**YOUR OBJECTIVE**
Look below for the line containing "point like [684,75]." and the line containing "point like [590,183]."; repeat exactly those two lines and all lines between them, and nothing else.

Extracted data entries
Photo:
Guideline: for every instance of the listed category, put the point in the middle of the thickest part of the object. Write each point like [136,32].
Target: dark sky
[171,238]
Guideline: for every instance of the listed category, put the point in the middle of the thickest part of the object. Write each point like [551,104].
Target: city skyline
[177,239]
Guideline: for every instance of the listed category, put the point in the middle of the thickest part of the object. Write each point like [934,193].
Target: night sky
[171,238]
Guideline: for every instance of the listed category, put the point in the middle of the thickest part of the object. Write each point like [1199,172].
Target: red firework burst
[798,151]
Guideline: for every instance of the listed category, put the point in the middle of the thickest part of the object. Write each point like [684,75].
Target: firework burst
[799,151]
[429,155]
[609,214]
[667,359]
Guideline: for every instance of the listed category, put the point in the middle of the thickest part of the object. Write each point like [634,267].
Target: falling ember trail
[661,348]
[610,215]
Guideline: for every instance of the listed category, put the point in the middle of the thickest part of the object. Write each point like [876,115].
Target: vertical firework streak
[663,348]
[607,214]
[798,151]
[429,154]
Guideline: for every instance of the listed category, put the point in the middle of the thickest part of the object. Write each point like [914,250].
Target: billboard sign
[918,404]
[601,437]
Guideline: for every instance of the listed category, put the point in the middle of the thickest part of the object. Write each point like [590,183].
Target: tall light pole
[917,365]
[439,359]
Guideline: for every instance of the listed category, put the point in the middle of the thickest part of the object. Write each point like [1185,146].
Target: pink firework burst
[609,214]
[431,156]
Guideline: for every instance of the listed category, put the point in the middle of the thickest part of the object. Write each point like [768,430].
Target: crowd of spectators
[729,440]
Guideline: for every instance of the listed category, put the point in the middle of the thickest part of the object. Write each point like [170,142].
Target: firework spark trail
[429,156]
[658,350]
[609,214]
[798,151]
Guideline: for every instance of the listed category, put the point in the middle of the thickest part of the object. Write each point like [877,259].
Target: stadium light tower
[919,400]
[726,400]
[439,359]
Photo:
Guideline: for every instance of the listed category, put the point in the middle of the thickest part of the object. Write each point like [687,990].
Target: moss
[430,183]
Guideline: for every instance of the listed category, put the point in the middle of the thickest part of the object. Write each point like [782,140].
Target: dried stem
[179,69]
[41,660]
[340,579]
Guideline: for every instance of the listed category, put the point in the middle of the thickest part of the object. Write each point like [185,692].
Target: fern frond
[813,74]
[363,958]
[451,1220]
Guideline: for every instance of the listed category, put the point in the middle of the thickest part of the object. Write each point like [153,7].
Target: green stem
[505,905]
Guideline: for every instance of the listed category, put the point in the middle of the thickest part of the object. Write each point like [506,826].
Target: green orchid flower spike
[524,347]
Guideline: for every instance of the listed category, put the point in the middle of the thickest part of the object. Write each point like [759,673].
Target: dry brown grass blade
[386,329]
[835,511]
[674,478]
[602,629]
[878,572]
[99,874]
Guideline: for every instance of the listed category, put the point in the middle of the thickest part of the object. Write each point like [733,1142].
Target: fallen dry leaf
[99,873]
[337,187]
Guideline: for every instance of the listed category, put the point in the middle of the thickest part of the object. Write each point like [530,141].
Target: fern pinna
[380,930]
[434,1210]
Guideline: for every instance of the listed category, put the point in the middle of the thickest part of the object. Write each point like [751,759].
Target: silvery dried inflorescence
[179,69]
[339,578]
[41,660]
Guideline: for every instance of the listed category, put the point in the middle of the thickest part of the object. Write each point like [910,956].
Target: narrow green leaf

**ANSWER SPACE**
Guideline: for every instance of the listed category, put the point in the middle of the thickest part of the object. Write each point like [684,75].
Target: firework burst
[799,151]
[429,155]
[609,214]
[667,359]
Guideline: for every instance of the listed category, put the point in the middle of the thickest part of the object. Write each point like [634,267].
Target: falling ember trail
[661,348]
[610,215]
Guideline: for every instance of the listed category, put the point in the middle of the thickest part of the object. Write each point like [876,115].
Target: vertical firework streak
[663,348]
[607,214]
[798,151]
[429,154]
Guideline: for every instance of the listed category, put the point in the middle of the thickest part of the object. Write each point like [914,250].
Target: billboard sign
[918,404]
[601,437]
Guideline: for every instance of the listed category, put the point in the middle of the thickest part of the object. Write each point like [590,183].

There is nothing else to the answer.